Copy each line of the data beneath in which the word "below" appears.

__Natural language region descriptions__
---+---
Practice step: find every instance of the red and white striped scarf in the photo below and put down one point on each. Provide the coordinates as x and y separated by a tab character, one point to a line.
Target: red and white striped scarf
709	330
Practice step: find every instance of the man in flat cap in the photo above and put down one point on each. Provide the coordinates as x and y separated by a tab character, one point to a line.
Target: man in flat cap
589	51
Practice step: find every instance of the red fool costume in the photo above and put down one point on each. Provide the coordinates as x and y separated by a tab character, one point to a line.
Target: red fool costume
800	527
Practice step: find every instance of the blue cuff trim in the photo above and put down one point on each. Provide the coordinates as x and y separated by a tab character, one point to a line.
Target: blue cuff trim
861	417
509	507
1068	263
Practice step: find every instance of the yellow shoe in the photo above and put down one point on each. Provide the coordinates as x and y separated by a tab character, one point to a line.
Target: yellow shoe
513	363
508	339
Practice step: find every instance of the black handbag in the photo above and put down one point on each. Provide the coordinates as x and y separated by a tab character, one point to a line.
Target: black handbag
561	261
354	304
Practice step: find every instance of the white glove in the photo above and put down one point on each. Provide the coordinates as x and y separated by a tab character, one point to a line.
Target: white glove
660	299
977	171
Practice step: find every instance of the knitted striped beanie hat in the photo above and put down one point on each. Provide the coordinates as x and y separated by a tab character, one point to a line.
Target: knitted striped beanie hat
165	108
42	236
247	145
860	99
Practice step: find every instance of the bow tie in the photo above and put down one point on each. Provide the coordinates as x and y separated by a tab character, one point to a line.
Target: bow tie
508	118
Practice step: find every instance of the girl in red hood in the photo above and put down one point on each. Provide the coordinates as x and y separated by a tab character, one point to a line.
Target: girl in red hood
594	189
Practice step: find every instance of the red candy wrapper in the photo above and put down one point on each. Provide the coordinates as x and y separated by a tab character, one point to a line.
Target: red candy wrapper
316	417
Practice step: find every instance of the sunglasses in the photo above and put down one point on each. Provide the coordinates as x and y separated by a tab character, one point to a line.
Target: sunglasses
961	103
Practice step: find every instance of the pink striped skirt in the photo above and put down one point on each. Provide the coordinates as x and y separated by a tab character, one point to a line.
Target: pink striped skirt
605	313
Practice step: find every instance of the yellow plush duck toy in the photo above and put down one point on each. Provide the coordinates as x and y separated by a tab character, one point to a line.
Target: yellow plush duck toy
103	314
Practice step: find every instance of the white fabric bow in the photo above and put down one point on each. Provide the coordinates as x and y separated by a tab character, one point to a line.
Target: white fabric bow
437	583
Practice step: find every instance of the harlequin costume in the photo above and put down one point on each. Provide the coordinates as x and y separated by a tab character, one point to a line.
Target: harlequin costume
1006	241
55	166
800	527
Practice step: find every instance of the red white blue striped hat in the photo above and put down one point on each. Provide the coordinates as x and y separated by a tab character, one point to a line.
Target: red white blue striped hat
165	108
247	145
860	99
---+---
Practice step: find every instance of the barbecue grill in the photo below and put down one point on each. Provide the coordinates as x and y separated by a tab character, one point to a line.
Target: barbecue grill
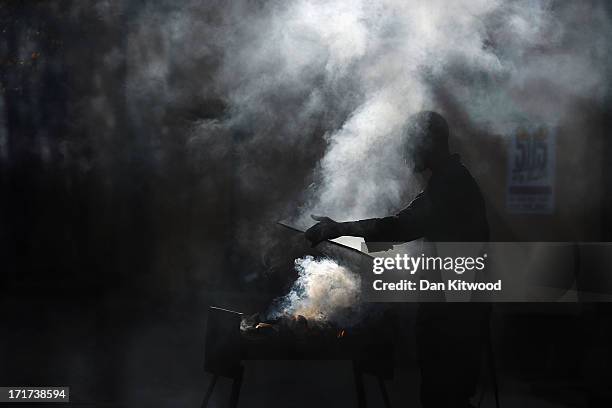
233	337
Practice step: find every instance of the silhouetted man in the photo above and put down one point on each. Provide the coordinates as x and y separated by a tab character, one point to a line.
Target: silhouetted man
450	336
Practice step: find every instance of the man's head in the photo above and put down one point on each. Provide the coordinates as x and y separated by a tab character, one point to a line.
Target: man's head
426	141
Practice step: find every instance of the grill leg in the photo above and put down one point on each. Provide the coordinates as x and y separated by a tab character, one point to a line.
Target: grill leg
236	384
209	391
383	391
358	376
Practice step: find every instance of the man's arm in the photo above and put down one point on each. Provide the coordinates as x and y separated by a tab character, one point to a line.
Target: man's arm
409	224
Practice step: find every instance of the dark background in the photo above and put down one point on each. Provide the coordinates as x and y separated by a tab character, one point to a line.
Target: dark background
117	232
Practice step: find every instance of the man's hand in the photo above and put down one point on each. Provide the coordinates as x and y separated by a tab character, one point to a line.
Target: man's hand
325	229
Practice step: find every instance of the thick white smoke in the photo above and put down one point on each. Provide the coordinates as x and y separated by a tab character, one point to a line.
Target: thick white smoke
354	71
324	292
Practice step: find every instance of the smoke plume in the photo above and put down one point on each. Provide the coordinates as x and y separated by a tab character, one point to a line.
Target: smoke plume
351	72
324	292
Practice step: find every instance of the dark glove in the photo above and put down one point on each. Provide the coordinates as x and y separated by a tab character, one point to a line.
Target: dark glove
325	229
---+---
__Answer space__
Practice step: find every instance of the red and white striped scarf in the photo below and put down one point on each. Provide the coordinates as x and y separated by a tab character, one point to a line.
Practice step: find every instance of the barbecue grill in the photo below and put down one point on each. Provide the coordinates as x and y separated by a tab character, one point to a line.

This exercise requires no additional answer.